TEXT SEGMENT:
Market Close: Munis Weaken On Supply, Softer Treasuries

The municipal bond yield curve steepened Tuesday with longer-dated bonds falling in price as Treasuries weakened and supply edged higher.

Bonds with shorter maturities rallied as investors sold bonds that mature beyond six years in favor of those within the five-year range. Issuers that came to market in the primary also raised yields on bonds maturing beyond six years.

“New deals are coming cheap,” a Chicago trader said. “No deals want inventory paper so they are priced to move.”

Other traders said the tone was steady to weaker after mostly firming last week. “Tuesday morning a lot of new wires come out for the week and I know the larger ones are what people focus on,” a New York trader said. “There was a decent amount of bid-wanted flow, which was moderate this morning.”

In the primary market, Bank of America Merrill Lynch priced for institutions $806.8 million of Hawaii general obligation bonds, following a two-day retail order period. The bonds are rated Aa2 by Moody’s Investors Service and AA by Standard & Poor’s and Fitch Ratings.

Yields on the first series of $635 million ranged from 1.10% with a 5% coupon in 2018 to 4.16% with a 4% coupon and 4.00% with a 5% coupon in a split 2033 maturity. The bonds are callable at par in 2023.

Yields were lowered six basis points in institutional pricing on bonds maturing in 2018 but raised as much as nine basis points on longer-maturing bonds. Yields had already been raised one and two basis points on bonds maturing beyond 2021 from the first retail order period.

The second series of $35.6 million yielded 0.16% with a 5% coupon in 2014.

The third series of $58.6 million yielded 0.36% with 3% and 5% coupons in a split 2015 maturity. Yields were lowered one basis point in institutional pricing.

The fourth series of $27 million yielded 0.57% with 3% and 5% coupons in a split 2016 maturity.

Yields on the fifth series of $50.6 million ranged from 0.85% with a 3% coupon in 2017 to 2.76% with 3% and 5% coupons in a split 2023 maturity. Yields were lowered six basis points in institutional pricing on bonds maturing in 2018 but raised as much as eight basis points further out on the curve. Yields had already been raised one and two basis points on bonds maturing between 2021 and 2023 from the first retail pricing.

B of A Merrill also priced $54.8 million of taxable GOs for Hawaii. The first pricing of $25 million was priced at par to yield from 1.95% in 2018 to 4.80% in 2033. The second series of $29.8 million were priced at par to yield from 1.95% in 2018 to 4.80% in 2033. Bonds in both series are callable at par in 2023.

SOURCE MATERIAL:
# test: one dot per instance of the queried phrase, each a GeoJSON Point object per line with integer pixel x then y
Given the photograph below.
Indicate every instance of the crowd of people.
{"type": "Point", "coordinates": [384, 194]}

TASK REQUIREMENTS:
**a)** In the municipal bond market report, what rating did Moody's Investors Service give the Hawaii general obligation bonds?
**b)** Using the municipal bond market report, give the dollar amount of every series in the $806.8 million Hawaii general obligation sale.
**c)** Translate this sentence from the municipal bond market report into Spanish: "Bonds with shorter maturities rallied as investors sold bonds that mature beyond six years in favor of those within the five-year range."

ANSWERS TO THE TASKS:
**a)** Aa2

**b)**
First series: $635 million
Second series: $35.6 million
Third series: $58.6 million
Fourth series: $27 million
Fifth series: $50.6 million

**c)** Los bonos con vencimientos más cortos repuntaron, ya que los inversionistas vendieron bonos que vencen en más de seis años en favor de los que están dentro del rango de cinco años.